Aim of the exercise: Your task is to output the entries below word for word.

Data records:
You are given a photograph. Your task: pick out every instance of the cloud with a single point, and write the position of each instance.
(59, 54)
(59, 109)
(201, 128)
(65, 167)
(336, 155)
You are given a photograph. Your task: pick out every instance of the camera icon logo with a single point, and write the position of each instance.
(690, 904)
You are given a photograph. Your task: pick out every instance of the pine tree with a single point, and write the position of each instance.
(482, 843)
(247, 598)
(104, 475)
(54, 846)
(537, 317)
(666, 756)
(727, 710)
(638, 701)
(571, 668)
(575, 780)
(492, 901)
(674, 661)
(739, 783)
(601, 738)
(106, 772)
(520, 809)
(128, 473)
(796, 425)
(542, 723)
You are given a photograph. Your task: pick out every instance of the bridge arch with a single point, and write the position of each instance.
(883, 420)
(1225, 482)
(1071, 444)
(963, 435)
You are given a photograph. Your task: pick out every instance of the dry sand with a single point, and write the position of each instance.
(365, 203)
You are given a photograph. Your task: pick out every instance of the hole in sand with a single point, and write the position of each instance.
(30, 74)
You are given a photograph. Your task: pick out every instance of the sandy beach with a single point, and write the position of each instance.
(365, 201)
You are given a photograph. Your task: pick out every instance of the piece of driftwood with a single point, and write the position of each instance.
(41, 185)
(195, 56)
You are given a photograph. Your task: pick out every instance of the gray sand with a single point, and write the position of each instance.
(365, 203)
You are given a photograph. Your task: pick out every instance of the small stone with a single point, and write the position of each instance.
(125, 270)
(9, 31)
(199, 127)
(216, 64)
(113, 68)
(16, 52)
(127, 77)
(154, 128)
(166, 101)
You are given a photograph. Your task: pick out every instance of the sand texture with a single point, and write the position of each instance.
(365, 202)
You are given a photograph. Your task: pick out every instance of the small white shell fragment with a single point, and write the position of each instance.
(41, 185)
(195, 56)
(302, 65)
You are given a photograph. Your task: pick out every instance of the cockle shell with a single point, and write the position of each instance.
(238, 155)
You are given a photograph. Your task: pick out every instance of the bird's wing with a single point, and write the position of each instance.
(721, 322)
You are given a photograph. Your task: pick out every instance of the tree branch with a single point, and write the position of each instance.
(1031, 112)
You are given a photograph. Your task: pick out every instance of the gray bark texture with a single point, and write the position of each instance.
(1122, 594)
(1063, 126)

Result of this task:
You are given a photograph. Your task: pick out every instance of the cloud with a single point, and write the position of each instance.
(59, 54)
(59, 109)
(201, 128)
(65, 167)
(336, 155)
You are given a photograph. Your task: pick out every instance of the camera icon logo with a single point, and write the position of each instance.
(690, 904)
You are given a photograph. Your task: pick out every instance of the pine tree with a single point, and write the position of each instance.
(482, 843)
(247, 598)
(104, 475)
(54, 846)
(537, 317)
(666, 756)
(727, 710)
(638, 701)
(571, 668)
(575, 780)
(492, 901)
(674, 661)
(739, 783)
(601, 738)
(106, 772)
(520, 809)
(128, 473)
(796, 425)
(542, 723)
You are given a photograph. Your task: pick out every instance of the bridge arch with a single point, and write the position of each instance.
(883, 420)
(1225, 482)
(1071, 444)
(963, 435)
You are given a photograph. Your task: pick out every instance of the dry sand with a single point, and write the position of each instance.
(365, 203)
You are given a photograph. Your task: pick out every instance of the hole in sand with a single point, and write the position of each instance.
(30, 74)
You are given a photograph. Your task: pick out every instance of the sandy beach with a single point, and write the position of each instance.
(365, 201)
You are given a photograph. Your task: pick out every instance of the piece of driftwood with a single point, and write the position of each instance.
(41, 185)
(195, 56)
You are given a photograph. Your task: pick out every instance of the gray sand with a single point, and write the position of each instance.
(365, 203)
You are given a photograph. Your task: pick out every instance of the small stone with a single point, and write the position of each instance.
(125, 270)
(9, 31)
(199, 127)
(216, 64)
(113, 68)
(16, 52)
(127, 77)
(154, 128)
(166, 101)
You are given a photograph. Your task: pick out every instance of the sand texture with a single point, and write the position of each instance.
(365, 202)
You are given a photograph. Your task: pick out every instance of the small white shell fragment with a single point, and write the position of each instance.
(41, 185)
(195, 56)
(302, 65)
You are given a photograph. Your task: pick out every instance of the cockle shell with a single point, and write the position of each instance.
(238, 155)
You are given a photograph. Your task: pick out every instance of the bird's wing with a single point, and write the position of each instance.
(721, 322)
You are given a photograph. Your task: pick out every instance of the tree branch with a single point, and write the position of each instance.
(1031, 112)
You are given a photograph. Your task: pick out every instance of the gray bark texture with a single point, and write the position of each instance.
(1122, 594)
(1063, 126)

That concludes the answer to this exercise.